- **What you should do**: Return each line from the entries below that contains the word "sleeve".

>> BEGIN Provided entries

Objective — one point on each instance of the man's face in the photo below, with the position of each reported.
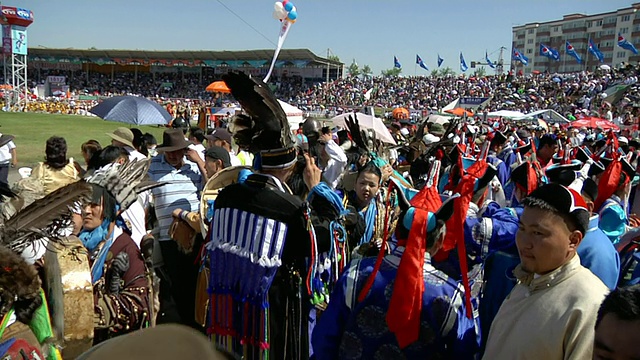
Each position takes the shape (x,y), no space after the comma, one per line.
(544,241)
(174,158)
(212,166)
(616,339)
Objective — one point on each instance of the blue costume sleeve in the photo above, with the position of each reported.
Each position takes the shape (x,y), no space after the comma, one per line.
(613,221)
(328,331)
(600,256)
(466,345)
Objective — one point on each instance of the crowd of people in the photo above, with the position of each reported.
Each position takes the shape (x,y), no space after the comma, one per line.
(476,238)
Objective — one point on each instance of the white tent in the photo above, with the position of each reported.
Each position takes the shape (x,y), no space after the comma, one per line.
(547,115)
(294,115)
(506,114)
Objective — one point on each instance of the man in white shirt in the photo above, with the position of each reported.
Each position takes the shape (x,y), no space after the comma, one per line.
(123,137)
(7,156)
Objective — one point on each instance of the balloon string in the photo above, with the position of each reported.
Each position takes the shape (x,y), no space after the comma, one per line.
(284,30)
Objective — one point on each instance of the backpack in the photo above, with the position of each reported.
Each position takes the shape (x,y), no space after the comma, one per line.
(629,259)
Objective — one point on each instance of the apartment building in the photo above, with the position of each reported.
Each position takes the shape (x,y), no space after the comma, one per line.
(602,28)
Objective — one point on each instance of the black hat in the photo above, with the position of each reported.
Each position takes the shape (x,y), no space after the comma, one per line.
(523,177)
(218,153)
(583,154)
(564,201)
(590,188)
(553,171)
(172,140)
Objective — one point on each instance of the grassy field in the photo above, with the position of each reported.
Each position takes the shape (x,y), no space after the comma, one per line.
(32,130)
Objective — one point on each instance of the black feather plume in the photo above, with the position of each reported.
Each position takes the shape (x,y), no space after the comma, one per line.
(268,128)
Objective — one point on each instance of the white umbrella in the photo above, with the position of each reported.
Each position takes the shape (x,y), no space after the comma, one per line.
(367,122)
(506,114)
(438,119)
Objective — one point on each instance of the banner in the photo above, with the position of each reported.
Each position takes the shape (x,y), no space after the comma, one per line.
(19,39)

>> END Provided entries
>> BEGIN Provided entries

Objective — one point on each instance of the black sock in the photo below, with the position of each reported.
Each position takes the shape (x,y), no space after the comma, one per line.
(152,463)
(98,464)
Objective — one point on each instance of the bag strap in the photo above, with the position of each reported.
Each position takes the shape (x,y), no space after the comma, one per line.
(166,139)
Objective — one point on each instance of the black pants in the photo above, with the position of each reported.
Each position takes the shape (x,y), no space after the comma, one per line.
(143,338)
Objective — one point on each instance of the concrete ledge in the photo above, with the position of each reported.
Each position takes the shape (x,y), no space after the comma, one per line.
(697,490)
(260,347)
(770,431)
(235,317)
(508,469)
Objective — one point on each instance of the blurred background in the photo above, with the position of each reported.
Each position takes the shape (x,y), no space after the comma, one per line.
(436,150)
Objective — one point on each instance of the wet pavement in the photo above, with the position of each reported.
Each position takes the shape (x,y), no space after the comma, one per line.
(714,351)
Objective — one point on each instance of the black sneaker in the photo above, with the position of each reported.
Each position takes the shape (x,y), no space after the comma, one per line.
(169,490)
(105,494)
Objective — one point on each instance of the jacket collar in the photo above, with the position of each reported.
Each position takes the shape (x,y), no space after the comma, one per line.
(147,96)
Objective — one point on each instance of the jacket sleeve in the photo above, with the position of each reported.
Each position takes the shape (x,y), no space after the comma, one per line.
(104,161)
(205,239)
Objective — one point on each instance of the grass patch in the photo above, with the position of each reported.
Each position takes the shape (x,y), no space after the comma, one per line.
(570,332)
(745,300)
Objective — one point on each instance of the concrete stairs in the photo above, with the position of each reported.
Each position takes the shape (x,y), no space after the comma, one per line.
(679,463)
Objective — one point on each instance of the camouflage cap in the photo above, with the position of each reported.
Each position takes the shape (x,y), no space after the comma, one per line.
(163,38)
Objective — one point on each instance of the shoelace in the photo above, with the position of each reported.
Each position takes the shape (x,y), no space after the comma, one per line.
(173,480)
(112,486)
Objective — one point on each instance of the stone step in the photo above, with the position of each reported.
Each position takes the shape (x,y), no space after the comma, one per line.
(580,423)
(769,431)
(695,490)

>> END Provided entries

- **Problem solution**:
Objective — one point on each instance of the blue costume sleeve in the photo above, with the position of each reported.
Objective — one point on each instance of the jacket sleeve in the photo above, with the position of each reported.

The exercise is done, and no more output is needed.